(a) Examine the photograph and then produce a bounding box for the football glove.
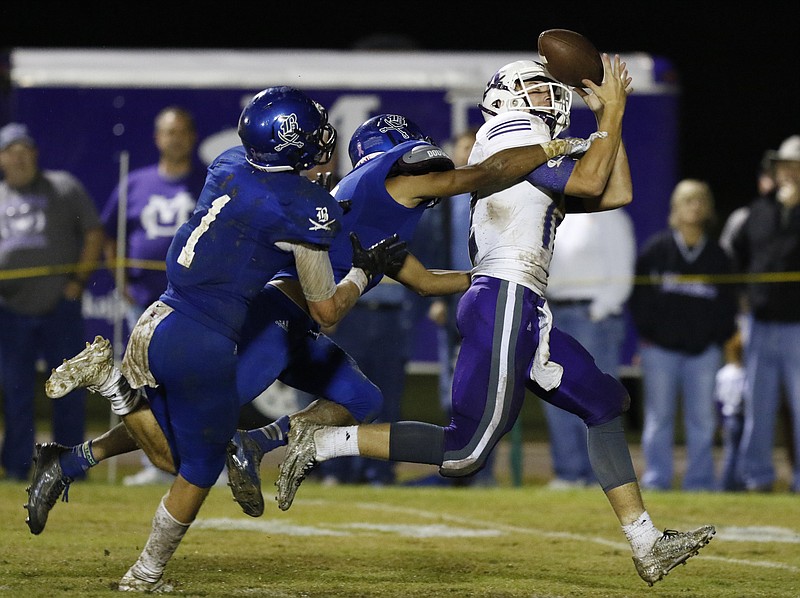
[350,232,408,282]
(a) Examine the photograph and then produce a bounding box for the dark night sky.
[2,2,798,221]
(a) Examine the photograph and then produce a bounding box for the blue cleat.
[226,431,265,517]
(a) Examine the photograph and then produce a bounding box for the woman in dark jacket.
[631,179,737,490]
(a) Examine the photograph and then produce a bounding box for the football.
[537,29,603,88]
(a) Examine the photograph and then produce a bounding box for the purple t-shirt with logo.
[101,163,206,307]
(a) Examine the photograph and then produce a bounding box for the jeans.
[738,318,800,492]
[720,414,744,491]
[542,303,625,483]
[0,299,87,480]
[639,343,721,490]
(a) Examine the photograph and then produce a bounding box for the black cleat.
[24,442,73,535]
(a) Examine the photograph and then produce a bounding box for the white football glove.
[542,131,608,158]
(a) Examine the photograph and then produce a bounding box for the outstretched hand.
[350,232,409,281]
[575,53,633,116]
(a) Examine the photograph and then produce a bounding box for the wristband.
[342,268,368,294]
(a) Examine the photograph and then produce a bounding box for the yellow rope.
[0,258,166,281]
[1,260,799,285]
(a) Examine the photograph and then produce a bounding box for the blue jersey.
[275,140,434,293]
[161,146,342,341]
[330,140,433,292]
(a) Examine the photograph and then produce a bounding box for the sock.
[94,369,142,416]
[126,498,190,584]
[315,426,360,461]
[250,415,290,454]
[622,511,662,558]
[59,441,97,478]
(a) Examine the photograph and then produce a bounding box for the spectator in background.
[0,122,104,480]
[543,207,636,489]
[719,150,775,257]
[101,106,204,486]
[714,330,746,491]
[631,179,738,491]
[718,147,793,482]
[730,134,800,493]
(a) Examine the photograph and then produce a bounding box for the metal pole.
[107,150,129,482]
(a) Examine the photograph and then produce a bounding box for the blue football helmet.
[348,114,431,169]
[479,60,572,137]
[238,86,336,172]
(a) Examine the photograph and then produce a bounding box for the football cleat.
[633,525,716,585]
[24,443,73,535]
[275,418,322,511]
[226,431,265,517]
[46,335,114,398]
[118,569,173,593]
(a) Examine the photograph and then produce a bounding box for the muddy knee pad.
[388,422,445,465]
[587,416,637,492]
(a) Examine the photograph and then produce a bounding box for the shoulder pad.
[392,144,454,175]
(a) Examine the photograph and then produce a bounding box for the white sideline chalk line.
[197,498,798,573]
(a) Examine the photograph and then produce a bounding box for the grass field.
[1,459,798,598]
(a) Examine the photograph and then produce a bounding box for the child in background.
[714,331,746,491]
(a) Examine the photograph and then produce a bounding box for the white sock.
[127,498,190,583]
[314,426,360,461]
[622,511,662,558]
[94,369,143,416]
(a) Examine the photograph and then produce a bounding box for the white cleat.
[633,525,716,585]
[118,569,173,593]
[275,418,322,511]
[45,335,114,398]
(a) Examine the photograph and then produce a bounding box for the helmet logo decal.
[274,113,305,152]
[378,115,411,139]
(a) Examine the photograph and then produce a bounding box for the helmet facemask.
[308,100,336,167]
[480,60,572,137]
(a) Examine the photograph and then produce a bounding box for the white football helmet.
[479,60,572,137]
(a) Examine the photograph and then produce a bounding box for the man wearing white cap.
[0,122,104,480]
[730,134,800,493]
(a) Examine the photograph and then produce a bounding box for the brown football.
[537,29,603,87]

(Problem to work on):
Only the lines from the one containing "the helmet facemask." through the last line of the material belong in your answer; output them exactly.

(Response to this exercise):
(a) Examine the photograph and then produce a bounding box for the helmet facemask.
[308,100,336,167]
[480,60,572,137]
(a) Examine the photograph and then produce a bounding box for the white football helmet.
[479,60,572,137]
(a) Examine the photograph and then produce a bounding box for the man wearing white cap.
[0,122,104,480]
[730,134,800,493]
(a) Examine the photograph and then produce a bounding box for the brown football.
[537,29,603,87]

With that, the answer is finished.